◆ Instruction:
Locate every line in the listing below that contains the word "dessert" and copy each of those lines. Case counts.

◆ Rows:
********************

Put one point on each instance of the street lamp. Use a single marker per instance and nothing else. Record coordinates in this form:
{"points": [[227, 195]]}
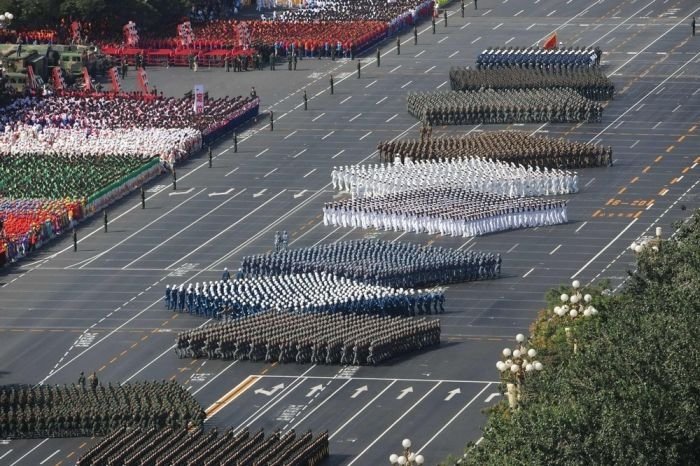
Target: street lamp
{"points": [[408, 457]]}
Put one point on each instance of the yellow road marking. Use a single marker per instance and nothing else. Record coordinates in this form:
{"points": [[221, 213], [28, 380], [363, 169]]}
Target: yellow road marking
{"points": [[237, 391]]}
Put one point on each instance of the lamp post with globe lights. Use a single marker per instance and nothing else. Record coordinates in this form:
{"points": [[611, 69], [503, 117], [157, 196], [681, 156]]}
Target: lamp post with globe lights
{"points": [[516, 363], [408, 457]]}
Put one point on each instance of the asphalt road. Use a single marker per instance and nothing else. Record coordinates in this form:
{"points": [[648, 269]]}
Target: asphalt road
{"points": [[101, 308]]}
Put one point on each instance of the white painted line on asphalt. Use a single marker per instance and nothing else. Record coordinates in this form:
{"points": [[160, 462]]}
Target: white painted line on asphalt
{"points": [[30, 451], [405, 413], [604, 248], [50, 456], [452, 419]]}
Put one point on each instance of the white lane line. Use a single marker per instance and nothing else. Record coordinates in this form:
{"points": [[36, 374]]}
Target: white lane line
{"points": [[459, 413], [369, 403], [30, 451], [94, 258], [405, 413], [604, 249], [50, 456]]}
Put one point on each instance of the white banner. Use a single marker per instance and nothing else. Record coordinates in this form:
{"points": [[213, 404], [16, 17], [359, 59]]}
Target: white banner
{"points": [[198, 98]]}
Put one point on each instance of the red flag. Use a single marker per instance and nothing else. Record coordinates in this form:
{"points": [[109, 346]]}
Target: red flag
{"points": [[551, 42]]}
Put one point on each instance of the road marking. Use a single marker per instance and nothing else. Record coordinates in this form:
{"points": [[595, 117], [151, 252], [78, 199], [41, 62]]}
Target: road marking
{"points": [[237, 391]]}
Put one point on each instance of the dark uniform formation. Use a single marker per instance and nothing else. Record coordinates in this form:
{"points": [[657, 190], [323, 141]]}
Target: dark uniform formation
{"points": [[93, 409], [197, 447], [445, 211], [304, 338], [516, 147], [503, 106], [591, 83], [307, 292], [396, 265], [536, 57]]}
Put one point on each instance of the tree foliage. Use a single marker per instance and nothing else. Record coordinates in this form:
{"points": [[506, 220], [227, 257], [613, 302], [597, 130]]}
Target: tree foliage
{"points": [[629, 395]]}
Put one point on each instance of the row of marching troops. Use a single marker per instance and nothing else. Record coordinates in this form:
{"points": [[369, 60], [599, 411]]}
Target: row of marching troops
{"points": [[76, 410], [516, 147], [197, 447], [310, 338]]}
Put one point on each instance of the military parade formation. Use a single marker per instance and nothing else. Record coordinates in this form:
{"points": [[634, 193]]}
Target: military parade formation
{"points": [[391, 264], [90, 408], [515, 147], [198, 447], [304, 338], [475, 174]]}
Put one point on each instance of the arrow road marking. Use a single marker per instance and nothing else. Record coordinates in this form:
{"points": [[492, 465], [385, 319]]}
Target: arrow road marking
{"points": [[270, 392], [452, 393], [358, 391], [312, 392], [404, 392], [221, 194], [177, 193]]}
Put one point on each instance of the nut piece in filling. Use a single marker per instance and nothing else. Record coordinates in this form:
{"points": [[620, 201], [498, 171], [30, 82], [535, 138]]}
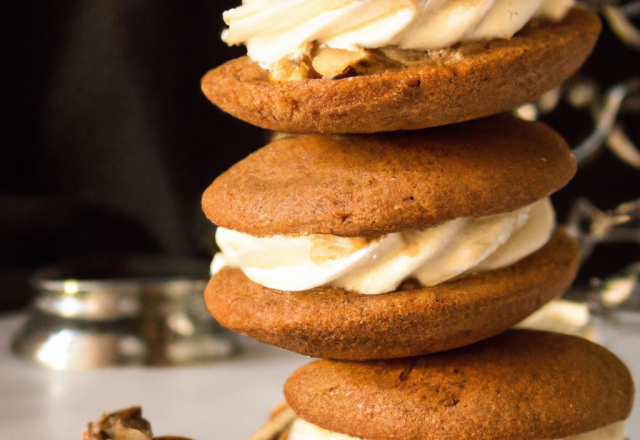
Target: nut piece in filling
{"points": [[338, 38]]}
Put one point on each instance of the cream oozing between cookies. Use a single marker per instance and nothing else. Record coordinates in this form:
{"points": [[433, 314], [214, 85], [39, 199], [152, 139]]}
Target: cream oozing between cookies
{"points": [[303, 430], [376, 265], [274, 30]]}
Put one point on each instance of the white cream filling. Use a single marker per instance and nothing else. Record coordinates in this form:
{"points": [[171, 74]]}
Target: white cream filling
{"points": [[277, 29], [380, 265], [303, 430]]}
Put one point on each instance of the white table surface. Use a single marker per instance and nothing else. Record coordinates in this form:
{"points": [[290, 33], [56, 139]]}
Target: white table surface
{"points": [[227, 400]]}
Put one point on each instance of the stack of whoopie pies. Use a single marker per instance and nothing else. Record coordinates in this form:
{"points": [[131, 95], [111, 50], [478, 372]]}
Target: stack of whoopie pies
{"points": [[392, 237]]}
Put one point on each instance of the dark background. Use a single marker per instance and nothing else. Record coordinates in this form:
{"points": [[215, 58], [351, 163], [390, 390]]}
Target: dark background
{"points": [[106, 142]]}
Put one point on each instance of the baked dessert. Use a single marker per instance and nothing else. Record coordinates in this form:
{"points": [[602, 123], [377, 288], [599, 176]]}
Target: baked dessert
{"points": [[383, 83], [518, 385], [125, 424], [374, 247]]}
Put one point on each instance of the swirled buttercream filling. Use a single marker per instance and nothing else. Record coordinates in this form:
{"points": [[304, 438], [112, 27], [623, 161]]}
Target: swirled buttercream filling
{"points": [[303, 430], [376, 265], [297, 39]]}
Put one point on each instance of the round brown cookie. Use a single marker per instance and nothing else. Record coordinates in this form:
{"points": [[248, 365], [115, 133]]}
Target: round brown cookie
{"points": [[518, 385], [329, 322], [475, 80], [389, 182]]}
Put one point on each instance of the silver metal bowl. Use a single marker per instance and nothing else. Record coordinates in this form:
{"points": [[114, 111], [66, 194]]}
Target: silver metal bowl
{"points": [[139, 310]]}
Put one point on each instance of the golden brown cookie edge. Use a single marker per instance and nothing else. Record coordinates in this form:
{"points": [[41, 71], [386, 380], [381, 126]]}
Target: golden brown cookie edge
{"points": [[507, 74], [330, 323], [389, 182], [520, 384]]}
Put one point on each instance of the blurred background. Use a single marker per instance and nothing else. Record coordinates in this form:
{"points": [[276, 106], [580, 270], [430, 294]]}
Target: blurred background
{"points": [[107, 143]]}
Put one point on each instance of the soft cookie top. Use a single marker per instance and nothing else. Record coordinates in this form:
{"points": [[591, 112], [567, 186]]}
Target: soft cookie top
{"points": [[382, 183], [518, 385], [375, 89]]}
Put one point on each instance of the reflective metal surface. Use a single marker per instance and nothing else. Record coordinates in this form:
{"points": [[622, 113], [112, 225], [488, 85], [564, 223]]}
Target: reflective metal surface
{"points": [[134, 311]]}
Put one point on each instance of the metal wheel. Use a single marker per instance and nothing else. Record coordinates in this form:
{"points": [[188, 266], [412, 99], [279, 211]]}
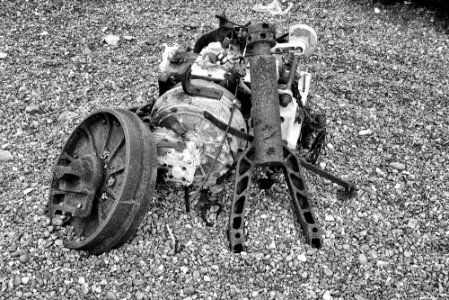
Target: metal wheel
{"points": [[103, 181]]}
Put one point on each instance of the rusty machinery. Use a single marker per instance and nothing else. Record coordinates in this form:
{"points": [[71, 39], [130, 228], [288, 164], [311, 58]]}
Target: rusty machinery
{"points": [[236, 100]]}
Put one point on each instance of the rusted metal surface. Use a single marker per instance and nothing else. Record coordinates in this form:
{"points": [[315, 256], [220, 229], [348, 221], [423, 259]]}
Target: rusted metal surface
{"points": [[265, 98], [267, 148], [104, 179]]}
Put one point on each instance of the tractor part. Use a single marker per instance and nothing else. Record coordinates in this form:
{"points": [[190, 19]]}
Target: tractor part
{"points": [[103, 180], [267, 148]]}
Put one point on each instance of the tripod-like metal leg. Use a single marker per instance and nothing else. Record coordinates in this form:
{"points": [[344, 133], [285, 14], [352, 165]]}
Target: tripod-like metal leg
{"points": [[236, 232], [300, 199]]}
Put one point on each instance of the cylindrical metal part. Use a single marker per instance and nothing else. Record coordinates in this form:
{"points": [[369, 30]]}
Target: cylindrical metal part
{"points": [[265, 111]]}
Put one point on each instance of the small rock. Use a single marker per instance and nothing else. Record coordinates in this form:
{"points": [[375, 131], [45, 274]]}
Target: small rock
{"points": [[27, 191], [302, 258], [327, 296], [190, 290], [111, 40], [362, 259], [196, 274], [397, 166], [365, 132], [380, 172], [5, 155], [412, 223], [87, 51], [110, 296], [329, 218], [140, 296], [63, 116], [328, 272], [32, 109], [57, 221], [381, 263], [23, 258]]}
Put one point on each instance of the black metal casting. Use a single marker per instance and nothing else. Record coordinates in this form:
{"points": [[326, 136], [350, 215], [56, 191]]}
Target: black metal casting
{"points": [[104, 179], [267, 148]]}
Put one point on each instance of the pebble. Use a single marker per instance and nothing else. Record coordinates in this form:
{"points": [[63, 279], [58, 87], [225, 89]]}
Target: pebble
{"points": [[365, 132], [110, 296], [380, 172], [362, 259], [327, 296], [63, 116], [190, 290], [407, 254], [140, 296], [397, 165], [5, 155], [87, 51], [111, 40], [23, 258], [196, 275], [32, 109], [329, 218], [328, 272], [412, 223], [302, 258]]}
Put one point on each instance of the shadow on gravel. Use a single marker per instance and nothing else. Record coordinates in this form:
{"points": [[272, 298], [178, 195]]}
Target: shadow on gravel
{"points": [[407, 9]]}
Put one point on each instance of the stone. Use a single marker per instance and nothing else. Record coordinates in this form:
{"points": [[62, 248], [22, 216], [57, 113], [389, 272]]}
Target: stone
{"points": [[412, 223], [328, 272], [5, 155], [365, 132], [363, 260], [110, 296], [329, 218], [25, 280], [111, 40], [23, 258], [63, 116], [302, 258], [327, 296], [398, 166], [32, 109], [190, 290]]}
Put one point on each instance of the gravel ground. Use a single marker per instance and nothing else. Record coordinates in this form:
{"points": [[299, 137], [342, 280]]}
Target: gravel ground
{"points": [[381, 76]]}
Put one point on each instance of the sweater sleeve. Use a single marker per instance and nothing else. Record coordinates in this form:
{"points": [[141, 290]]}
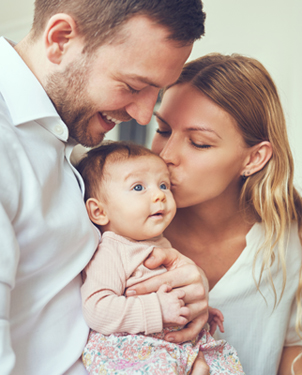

********************

◆ The answer:
Put one point on each instance of the baked dessert. Use a single marker per instance and nothing else. Record coordinates in this form:
Target: baked dessert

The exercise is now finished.